_QUOTED PASSAGE_
<<<<

Serotonin helps gut microbes thrive

From the crowded confines of the intestine comes new research about a bacterial species that uses serotonin from the gut to gain an upper hand in its quest to colonize and survive.

In studies done in mice, a team of researchers found that Turicibacter sanguinis, a common gut microbe, can signal nearby intestinal cells to release serotonin, a neurotransmitter typically associated with mammalian mood and digestion (Nat. Microbiol. 2019, DOI: 10.1038/s41564-019-0540-4). When the bacteria take up serotonin, says Elaine Hsiao, the lead researcher on the project at the University of California, Los Angeles, the small molecule prompts the expression of genes related to growth and survival, allowing the microbe to colonize its host’s gut.

Treating the mice with the popular antidepression drug, fluoxetine, sold as Prozac, blocks this uptake, and prevents T. sanguinisfrom colonizing the animals. The Prozac findings may help explain some of the drug’s gastrointestinal side effects, Hsiao says.

Serotonin is not the first mammalian neurotransmitter that has been discovered to broker a relationship between gut microbes and their hosts, Hsiao says, but this serotonin communication is critical. Up to 90% of the body’s serotonin comes from gut cells, and a metabolite from T. sanguinis regulates about 50% of that production. It’s an example of co-evolution between microbes and their host in which the microbe can use something produced by the host to outcompete other species, she says.

“It’s always a fitness game—who gets to be more of the population. The gut microbes that promote serotonin are the ones that benefit from it,” she says.

Hsiao’s team did several tests to figure out how T. sanguinis uses serotonin. Mice, human, and T. sanguinis cells all have proteins in their membranes that transport serotonin from outside of the cell to inside of it. Mice missing their version of this serotonin transporter had high levels of serotonin in their guts, leading to high levels of bacteria like T. sanguinis. Adding that transporter to bacteria that normally don’t carry it gave those microbes some ability to take up serotonin, demonstrating that the protein was the reason the neurotransmitter could get into bacterial cells. And when T. sanguinis was the only microbe colonizing the guts of germ-free mice, serotonin didn’t seem to have much effect on the bacteria, suggesting that T. sanguinis needs the neurotransmitter only when it is fighting other microbes for space.

This serotonin-mediated communication seems to have some effect on mice’s ability to metabolize lipids. Mice colonized solely with T. sanguinis had lower triglyceride levels and T. sanguinis-onlyfemale mice had smaller fat cells, compared with controls. Prozac is part of a class of drugs that blocks serotonin transporter proteins. One of the side effects of these selective serotonin reuptake inhibitors is weight gain. Hsiao wonders if these drugs may block the transporters in T. sanguinis, disrupting the communication between the microbes and the gut and, as a result, affecting lipid metabolism.

Her team is now looking at what serotonin does once it gets inside the bacterial cell and how that leads to changes in gene expression.

Philip Strandwitz, a gut microbe expert at Holobiome, a biotechnology company working on nervous system therapies involving the microbiome, says the paper is helping elucidate important steps in the communication between the intestinal nervous system and the bacteria living around it. Hsiao is an advisor to Holobiome, but Strandwitz and the company were not involved in the work.

A lot of microbiome work involves seeing some effect of a microbe on health and disease, but not really understanding the underlying mechanisms, Strandwitz says. “We might be able to put poop into something and make it dance, but we don’t know why it’s dancing, and what is the chemical process—why microbes are making that thing dance.” This study, he says, is helping researchers understand those mechanism questions.

>>>>

(Collected data)
<<<<

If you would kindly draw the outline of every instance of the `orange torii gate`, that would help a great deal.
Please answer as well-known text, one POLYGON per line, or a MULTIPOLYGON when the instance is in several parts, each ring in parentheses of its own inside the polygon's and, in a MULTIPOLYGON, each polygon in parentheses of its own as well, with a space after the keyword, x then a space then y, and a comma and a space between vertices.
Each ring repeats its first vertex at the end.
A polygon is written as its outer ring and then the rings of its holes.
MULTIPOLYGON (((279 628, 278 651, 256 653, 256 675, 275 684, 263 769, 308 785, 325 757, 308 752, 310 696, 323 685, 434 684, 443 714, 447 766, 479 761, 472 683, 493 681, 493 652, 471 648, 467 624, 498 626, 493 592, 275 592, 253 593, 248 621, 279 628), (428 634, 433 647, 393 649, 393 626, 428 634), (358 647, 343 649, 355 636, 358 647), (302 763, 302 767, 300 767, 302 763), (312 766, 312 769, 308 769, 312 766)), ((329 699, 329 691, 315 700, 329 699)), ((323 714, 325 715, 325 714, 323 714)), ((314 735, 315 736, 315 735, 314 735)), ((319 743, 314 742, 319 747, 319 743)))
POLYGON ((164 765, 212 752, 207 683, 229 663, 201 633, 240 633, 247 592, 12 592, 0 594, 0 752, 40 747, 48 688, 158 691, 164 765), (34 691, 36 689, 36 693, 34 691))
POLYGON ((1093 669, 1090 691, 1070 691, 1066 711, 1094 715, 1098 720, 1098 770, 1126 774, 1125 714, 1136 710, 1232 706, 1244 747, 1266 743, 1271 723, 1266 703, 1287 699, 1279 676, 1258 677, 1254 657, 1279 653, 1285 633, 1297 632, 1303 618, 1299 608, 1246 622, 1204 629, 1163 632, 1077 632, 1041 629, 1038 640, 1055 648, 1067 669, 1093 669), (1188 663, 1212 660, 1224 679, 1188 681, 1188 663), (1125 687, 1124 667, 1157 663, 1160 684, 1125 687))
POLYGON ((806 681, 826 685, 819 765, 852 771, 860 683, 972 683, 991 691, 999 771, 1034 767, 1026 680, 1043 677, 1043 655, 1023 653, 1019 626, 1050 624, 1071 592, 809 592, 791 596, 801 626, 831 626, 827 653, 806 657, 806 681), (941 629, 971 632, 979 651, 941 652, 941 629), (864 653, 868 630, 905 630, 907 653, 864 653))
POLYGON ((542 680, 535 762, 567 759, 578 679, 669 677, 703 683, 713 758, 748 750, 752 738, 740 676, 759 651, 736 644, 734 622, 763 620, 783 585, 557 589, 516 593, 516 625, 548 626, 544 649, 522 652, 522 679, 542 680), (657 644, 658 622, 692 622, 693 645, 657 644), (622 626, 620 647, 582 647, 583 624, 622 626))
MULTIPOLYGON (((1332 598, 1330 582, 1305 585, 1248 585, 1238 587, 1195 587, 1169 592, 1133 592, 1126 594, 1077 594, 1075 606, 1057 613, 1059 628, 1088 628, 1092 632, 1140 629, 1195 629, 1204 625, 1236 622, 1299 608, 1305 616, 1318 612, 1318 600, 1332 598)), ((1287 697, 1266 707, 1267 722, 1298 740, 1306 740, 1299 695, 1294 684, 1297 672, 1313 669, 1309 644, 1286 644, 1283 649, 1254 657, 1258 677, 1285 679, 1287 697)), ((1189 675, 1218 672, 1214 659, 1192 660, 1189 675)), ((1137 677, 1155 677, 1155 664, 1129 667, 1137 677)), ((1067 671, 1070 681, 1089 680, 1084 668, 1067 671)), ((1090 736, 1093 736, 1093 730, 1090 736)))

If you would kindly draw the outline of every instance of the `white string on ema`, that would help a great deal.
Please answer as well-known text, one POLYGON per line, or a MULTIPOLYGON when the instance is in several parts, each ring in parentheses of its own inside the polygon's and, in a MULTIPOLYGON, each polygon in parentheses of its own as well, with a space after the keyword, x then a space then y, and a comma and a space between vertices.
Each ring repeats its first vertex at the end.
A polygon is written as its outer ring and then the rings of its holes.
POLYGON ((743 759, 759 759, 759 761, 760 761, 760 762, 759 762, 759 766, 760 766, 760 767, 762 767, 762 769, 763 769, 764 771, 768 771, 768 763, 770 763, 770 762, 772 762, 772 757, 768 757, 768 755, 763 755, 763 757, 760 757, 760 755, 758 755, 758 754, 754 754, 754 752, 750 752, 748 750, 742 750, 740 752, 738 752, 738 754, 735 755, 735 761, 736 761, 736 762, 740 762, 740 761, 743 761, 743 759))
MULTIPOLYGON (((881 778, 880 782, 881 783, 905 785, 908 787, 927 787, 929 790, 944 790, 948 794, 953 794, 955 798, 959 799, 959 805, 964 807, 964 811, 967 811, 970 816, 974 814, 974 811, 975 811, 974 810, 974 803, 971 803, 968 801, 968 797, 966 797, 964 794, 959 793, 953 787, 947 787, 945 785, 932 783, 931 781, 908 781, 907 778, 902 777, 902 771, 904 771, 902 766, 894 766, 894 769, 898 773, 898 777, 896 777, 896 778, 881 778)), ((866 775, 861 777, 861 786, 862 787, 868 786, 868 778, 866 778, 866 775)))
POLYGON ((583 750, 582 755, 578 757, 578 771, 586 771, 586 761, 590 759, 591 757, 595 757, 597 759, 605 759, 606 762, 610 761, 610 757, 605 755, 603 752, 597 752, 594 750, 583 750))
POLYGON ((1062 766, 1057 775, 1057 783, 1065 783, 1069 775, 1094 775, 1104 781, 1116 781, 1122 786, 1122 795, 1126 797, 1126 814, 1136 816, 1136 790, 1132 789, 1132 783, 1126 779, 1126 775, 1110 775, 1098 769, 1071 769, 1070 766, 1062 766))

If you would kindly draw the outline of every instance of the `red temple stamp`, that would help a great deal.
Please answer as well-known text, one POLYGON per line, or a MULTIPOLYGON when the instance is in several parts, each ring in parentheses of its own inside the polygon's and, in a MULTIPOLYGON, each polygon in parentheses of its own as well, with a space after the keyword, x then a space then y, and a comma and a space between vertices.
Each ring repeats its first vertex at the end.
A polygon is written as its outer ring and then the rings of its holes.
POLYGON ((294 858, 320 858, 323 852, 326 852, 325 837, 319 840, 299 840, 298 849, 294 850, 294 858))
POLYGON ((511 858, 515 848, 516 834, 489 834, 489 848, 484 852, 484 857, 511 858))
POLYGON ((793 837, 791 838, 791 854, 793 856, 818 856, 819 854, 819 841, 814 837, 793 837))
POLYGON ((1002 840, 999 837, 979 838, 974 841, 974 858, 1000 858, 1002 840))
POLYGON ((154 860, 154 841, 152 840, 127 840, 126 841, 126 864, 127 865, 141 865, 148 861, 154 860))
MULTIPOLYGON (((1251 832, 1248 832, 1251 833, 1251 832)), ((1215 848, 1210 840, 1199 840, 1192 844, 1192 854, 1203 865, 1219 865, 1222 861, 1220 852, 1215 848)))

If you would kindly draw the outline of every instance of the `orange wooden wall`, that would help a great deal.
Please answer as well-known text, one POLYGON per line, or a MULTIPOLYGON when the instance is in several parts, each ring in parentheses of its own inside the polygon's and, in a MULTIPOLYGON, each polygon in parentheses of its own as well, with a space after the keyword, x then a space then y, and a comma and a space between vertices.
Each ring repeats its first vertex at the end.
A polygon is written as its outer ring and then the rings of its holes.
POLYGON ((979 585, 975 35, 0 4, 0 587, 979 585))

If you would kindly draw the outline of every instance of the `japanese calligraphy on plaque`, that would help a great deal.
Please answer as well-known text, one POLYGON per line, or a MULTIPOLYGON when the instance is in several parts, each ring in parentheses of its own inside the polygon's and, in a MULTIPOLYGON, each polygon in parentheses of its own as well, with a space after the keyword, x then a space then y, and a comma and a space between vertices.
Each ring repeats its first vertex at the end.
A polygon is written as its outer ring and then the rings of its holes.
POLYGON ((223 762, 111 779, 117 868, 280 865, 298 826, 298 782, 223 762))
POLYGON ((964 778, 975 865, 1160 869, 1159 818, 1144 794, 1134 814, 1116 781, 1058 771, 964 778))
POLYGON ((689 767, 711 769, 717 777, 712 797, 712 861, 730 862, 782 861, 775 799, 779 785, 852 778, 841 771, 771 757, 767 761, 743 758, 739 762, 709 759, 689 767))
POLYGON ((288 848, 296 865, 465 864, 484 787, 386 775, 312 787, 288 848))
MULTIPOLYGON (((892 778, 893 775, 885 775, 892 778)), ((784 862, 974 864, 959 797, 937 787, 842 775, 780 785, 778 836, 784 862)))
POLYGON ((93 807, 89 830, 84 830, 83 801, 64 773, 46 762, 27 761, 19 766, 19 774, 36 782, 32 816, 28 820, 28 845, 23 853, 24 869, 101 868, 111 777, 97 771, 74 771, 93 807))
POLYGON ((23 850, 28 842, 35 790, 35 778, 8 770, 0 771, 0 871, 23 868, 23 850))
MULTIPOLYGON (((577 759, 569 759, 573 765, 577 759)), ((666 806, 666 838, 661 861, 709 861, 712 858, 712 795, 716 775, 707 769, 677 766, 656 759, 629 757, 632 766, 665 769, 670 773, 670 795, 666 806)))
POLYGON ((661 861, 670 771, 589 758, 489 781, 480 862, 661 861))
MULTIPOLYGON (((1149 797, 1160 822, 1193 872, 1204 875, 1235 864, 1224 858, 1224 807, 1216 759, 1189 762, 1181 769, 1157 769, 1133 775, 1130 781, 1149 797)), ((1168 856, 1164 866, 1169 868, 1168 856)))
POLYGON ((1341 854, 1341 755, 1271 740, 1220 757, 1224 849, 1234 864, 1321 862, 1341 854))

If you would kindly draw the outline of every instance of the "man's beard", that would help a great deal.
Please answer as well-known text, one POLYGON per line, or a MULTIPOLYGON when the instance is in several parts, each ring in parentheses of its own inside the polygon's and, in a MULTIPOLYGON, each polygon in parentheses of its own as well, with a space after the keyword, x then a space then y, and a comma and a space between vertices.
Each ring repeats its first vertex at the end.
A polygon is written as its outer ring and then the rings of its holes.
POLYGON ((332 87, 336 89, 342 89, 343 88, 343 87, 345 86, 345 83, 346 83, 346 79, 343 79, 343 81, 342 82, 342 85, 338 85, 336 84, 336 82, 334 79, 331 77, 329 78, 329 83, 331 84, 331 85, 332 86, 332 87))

>>>>

_WORK TO COMPLETE_
[1] Answer these questions using the serotonin article:
(a) Up to what percentage of the body's serotonin comes from gut cells?
(b) What is the generic name of the antidepression drug sold as Prozac that was given to the mice?
(c) At what company is Philip Strandwitz a gut microbe expert?
[2] Repeat the passage of the serotonin article that begins at the words "Philip Strandwitz, a" and stops after the words "those mechanism questions.".
The data above are separate material and are not part of the serotonin article.

_ACTIVITY ANSWERS_
[1]
(a) Up to 90%.
(b) Fluoxetine.
(c) Holobiome.

[2]
Philip Strandwitz, a gut microbe expert at Holobiome, a biotechnology company working on nervous system therapies involving the microbiome, says the paper is helping elucidate important steps in the communication between the intestinal nervous system and the bacteria living around it. Hsiao is an advisor to Holobiome, but Strandwitz and the company were not involved in the work.

A lot of microbiome work involves seeing some effect of a microbe on health and disease, but not really understanding the underlying mechanisms, Strandwitz says. “We might be able to put poop into something and make it dance, but we don’t know why it’s dancing, and what is the chemical process—why microbes are making that thing dance.” This study, he says, is helping researchers understand those mechanism questions.